== Tasks to complete ==
- A) In the post on malware for good below, how long had the researchers been monitoring Wifatch's peer-to-peer network?
- B) Copy the part of the malware post below that opens with the words containing "What if someone" and closes with "about vigilante malware?".

== Text excerpt ==
- - - - - - -

Malware for good

What if someone created a computer virus which illegally infected as many systems as it could via the Internet and made them more secure against attacks by unauthorized users?

Would you call that malware? How about vigilante malware?

The further we dug into Wifatch’s code the more we had the feeling that there was something unusual about this threat. For all intents and purposes, it appeared like the author was trying to secure infected devices instead of using them for malicious activities.

Wifatch’s code does not ship any payloads used for malicious activities, such as carrying out DDoS attacks, in fact all the hardcoded routines seem to have been implemented in order to harden compromised devices. We’ve been monitoring Wifatch’s peer-to-peer network for a number of months and have yet to observe any malicious actions being carried out through it.

In addition, there are some other things that seem to hint that the threat’s intentions may differ from traditional malware.

Interesting.

But what you have to wonder is, why didn’t the software writers for these devices (these are embedded systems for the “Internet of Things”) include the capability for automatic updates and eliminate the need for some “vigilante” to do it for them?

6 thoughts on “Malware for good

  1. Fascinating. I’m trying to weigh the lack of permission vs. the fact that it does no harm and in fact protects from harm, for free. NAP not obviously violated here. Digital analogy to building a fence around others’ property (which happens to concide with your own border)?

    The mind races.

  2. Because they are beyond the “maintainence lifetime”. In other words the companies that made them are no longer actively maintaining them.

- - - - - - -

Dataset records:

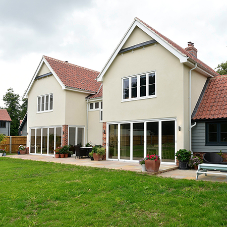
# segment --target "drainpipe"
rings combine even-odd
[[[87,124],[87,129],[86,129],[86,142],[85,144],[88,142],[88,100],[87,100],[87,115],[86,115],[86,124]]]
[[[192,70],[197,68],[197,63],[195,67],[189,71],[189,150],[192,150],[192,123],[191,123],[191,114],[192,114]],[[194,127],[194,126],[193,126]]]

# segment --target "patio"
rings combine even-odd
[[[120,162],[120,161],[91,161],[89,158],[84,159],[75,159],[75,157],[71,158],[54,158],[53,156],[44,156],[44,155],[8,155],[8,158],[18,158],[24,160],[33,160],[33,161],[43,161],[43,162],[55,162],[62,164],[71,164],[71,165],[79,165],[79,166],[90,166],[90,167],[98,167],[98,168],[109,168],[116,170],[128,170],[141,172],[142,168],[137,162]],[[196,179],[196,170],[180,170],[175,165],[160,165],[160,171],[157,176],[160,177],[171,177],[176,179]],[[142,173],[142,172],[141,172]],[[145,172],[147,173],[147,172]],[[227,182],[227,177],[222,175],[211,175],[208,173],[207,176],[201,175],[199,176],[199,180],[204,181],[217,181],[217,182]]]

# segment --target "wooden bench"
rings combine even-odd
[[[203,163],[199,164],[198,170],[196,172],[196,180],[198,180],[198,176],[201,174],[205,174],[207,176],[207,170],[213,170],[213,171],[224,171],[221,173],[217,172],[209,172],[209,174],[217,174],[217,175],[226,175],[227,176],[227,165],[223,164],[208,164],[208,163]]]

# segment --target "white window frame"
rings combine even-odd
[[[150,73],[154,73],[155,74],[155,95],[149,95],[149,74]],[[146,96],[142,96],[140,97],[140,76],[146,75]],[[132,98],[132,78],[133,77],[137,77],[137,97],[136,98]],[[133,100],[141,100],[141,99],[148,99],[148,98],[156,98],[157,97],[157,84],[156,84],[156,71],[149,71],[146,73],[140,73],[137,75],[132,75],[132,76],[128,76],[128,77],[123,77],[122,78],[122,102],[128,102],[128,101],[133,101]],[[129,98],[128,99],[124,99],[123,98],[123,93],[124,93],[124,80],[125,79],[129,79]]]
[[[45,113],[45,112],[51,112],[51,111],[53,111],[53,106],[54,106],[53,101],[52,101],[52,109],[50,108],[51,107],[50,106],[50,96],[51,95],[52,95],[53,100],[54,100],[53,93],[49,93],[49,94],[37,96],[37,113]],[[44,101],[44,103],[42,101]],[[46,108],[46,103],[47,102],[48,102],[48,106]],[[42,109],[42,105],[44,107],[43,109]]]
[[[101,110],[101,102],[102,101],[94,101],[94,102],[89,102],[89,111],[96,111],[96,110]],[[99,107],[95,108],[95,104],[99,103]],[[93,104],[93,109],[91,109],[91,104]]]

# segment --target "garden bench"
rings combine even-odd
[[[223,164],[209,164],[209,163],[203,163],[199,164],[198,170],[196,172],[196,180],[198,180],[198,176],[201,174],[205,174],[207,176],[207,170],[213,170],[213,171],[224,171],[227,172],[227,165]],[[217,174],[217,175],[226,175],[227,173],[217,173],[217,172],[209,172],[209,174]]]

- - - - - - -

== Answers by item number ==
- A) For a number of months.

- B)
What if someone created a computer virus which illegally infected as many systems as it could via the Internet and made them more secure against attacks by unauthorized users?

Would you call that malware? How about vigilante malware?